Given exercise A
Transcribe the mailing-list message about player mechanisms and piano pedal function word for word, from its first line to its last.

Supplied passage
━━━━━━━━━━━━━━━━━━━━

That could either be the first step in complete action changing=20
(eliminating the tubular action rails)
or supplied with the retrofit kit.

One of these days . . .

Jon Page

At 12:11 AM 07/29/2000 -0500, you wrote:
> >sandra cooper wrote:
> >>
> >> Herb. I recently worked on a Steinway B with the QRS system in it . The
> >> Sostenuto mechanism had been removed. I don't much care for that, but=
 it
> >> may be what you have to do. What do the people at QRS say to do?Sandra
> >> Cooper RPT
> >> ________________________________________________________________
> >
> >
> >Just wondering . . . would someone who needs a QRS system even need a
> >sostenuto mechanism?  A monkey, maybe . . .
> >
> >R=A9dney Pritchett
>
>Well, that's probably a realistic attitude... but. Putting the real world
>on hold for a moment and centering on how I think it OUGHT to be, I'd
>rather not compromise, negate, render inoperative, sabotage, cripple,
>hobble, or butcher the existing pedal function to put in a player
>mechanism. Someone might, against all odds, occasionally want to actually
>play the thing manually (!) as if it were a real instrument. I still
>distinctly recall the horror I felt reading the section of the old
>Pianocorder installation manual where it suggested adding a booster spring
>under the damper lever arm to float the dampers enough that the poorly
>engineered solenoid system could lift them, even though the booster spring
>made the dampers nearly entirely non functional. The real fix was, of
>course, not to butcher the existing damper system down to accommodate the
>driver, but rather to re engineer the solenoid and driver circuitry to meet
>the power requirements of the damper system. That didn't happen for a long
>time.
>
>Power and stroke length isn't the problem any more with the current (sorry)

━━━━━━━━━━━━━━━━━━━━

Provided data
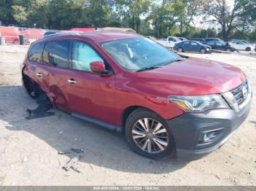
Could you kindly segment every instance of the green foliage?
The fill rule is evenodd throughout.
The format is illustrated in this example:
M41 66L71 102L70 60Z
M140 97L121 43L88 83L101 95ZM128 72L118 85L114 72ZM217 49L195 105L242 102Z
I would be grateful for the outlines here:
M19 26L132 28L155 36L256 39L256 1L234 0L1 0L0 20ZM192 26L212 20L214 28ZM198 23L198 21L197 21ZM218 28L219 31L217 31Z
M12 6L12 15L15 21L19 24L23 24L26 21L27 13L26 8L18 5Z

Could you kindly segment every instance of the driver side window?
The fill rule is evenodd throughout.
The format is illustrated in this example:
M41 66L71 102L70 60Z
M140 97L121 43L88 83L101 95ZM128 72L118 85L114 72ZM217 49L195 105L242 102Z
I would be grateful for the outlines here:
M85 42L74 41L72 50L72 69L91 72L90 63L94 61L104 62L99 54Z

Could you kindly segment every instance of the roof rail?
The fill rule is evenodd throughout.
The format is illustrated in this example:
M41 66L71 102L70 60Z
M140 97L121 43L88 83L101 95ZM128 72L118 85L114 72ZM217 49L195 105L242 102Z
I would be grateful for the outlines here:
M45 38L48 38L48 37L52 37L52 36L61 36L61 35L65 35L65 34L69 34L69 35L81 35L80 33L78 33L78 32L57 32L56 34L49 34L49 35L47 35L47 36L43 36L42 38L43 39L45 39Z

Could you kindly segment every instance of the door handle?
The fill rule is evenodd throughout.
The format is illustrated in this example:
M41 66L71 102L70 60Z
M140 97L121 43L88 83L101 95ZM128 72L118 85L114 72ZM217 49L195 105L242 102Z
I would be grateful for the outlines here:
M76 83L78 83L78 82L75 81L75 80L73 79L67 79L67 82L69 82L70 84L76 84Z
M37 73L37 76L39 77L42 77L44 74L42 74L42 73L40 72L38 72Z

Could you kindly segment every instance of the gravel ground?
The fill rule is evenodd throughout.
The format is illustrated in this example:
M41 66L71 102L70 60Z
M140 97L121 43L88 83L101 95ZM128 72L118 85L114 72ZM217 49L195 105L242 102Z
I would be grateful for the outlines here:
M255 97L246 121L221 149L195 161L152 160L132 152L121 134L61 111L31 120L36 103L24 92L20 66L27 46L0 46L0 185L256 185ZM242 69L256 90L256 58L238 54L189 56ZM61 167L83 149L78 174Z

━━━━━━━━━━━━━━━━━━━━

Given exercise B
Format the part of the records that opens with the line containing "Could you kindly segment every instance of the door" and continues through the final line of the records as a Markdown table, leaving out blank lines. Use the columns Row and Record line.

Worked answer A
That could either be the first step in complete action changing=20
(eliminating the tubular action rails)
or supplied with the retrofit kit.

One of these days . . .

Jon Page

At 12:11 AM 07/29/2000 -0500, you wrote:
> >sandra cooper wrote:
> >>
> >> Herb. I recently worked on a Steinway B with the QRS system in it . The
> >> Sostenuto mechanism had been removed. I don't much care for that, but=
 it
> >> may be what you have to do. What do the people at QRS say to do?Sandra
> >> Cooper RPT
> >> ________________________________________________________________
> >
> >
> >Just wondering . . . would someone who needs a QRS system even need a
> >sostenuto mechanism?  A monkey, maybe . . .
> >
> >R=A9dney Pritchett
>
>Well, that's probably a realistic attitude... but. Putting the real world
>on hold for a moment and centering on how I think it OUGHT to be, I'd
>rather not compromise, negate, render inoperative, sabotage, cripple,
>hobble, or butcher the existing pedal function to put in a player
>mechanism. Someone might, against all odds, occasionally want to actually
>play the thing manually (!) as if it were a real instrument. I still
>distinctly recall the horror I felt reading the section of the old
>Pianocorder installation manual where it suggested adding a booster spring
>under the damper lever arm to float the dampers enough that the poorly
>engineered solenoid system could lift them, even though the booster spring
>made the dampers nearly entirely non functional. The real fix was, of
>course, not to butcher the existing damper system down to accommodate the
>driver, but rather to re engineer the solenoid and driver circuitry to meet
>the power requirements of the damper system. That didn't happen for a long
>time.
>
>Power and stroke length isn't the problem any more with the current (sorry)

Worked answer B
| Row | Record line |
|---|---|
| 1 | Could you kindly segment every instance of the door handle? |
| 2 | The fill rule is evenodd throughout. |
| 3 | The format is illustrated in this example: |
| 4 | M41 66L71 102L70 60Z |
| 5 | M140 97L121 43L88 83L101 95ZM128 72L118 85L114 72ZM217 49L195 105L242 102Z |
| 6 | I would be grateful for the outlines here: |
| 7 | M76 83L78 83L78 82L75 81L75 80L73 79L67 79L67 82L69 82L70 84L76 84Z |
| 8 | M37 73L37 76L39 77L42 77L44 74L42 74L42 73L40 72L38 72Z |
| 9 | Could you kindly segment every instance of the gravel ground? |
| 10 | The fill rule is evenodd throughout. |
| 11 | The format is illustrated in this example: |
| 12 | M41 66L71 102L70 60Z |
| 13 | M140 97L121 43L88 83L101 95ZM128 72L118 85L114 72ZM217 49L195 105L242 102Z |
| 14 | I would be grateful for the outlines here: |
| 15 | M255 97L246 121L221 149L195 161L152 160L132 152L121 134L61 111L31 120L36 103L24 92L20 66L27 46L0 46L0 185L256 185ZM242 69L256 90L256 58L238 54L189 56ZM61 167L83 149L78 174Z |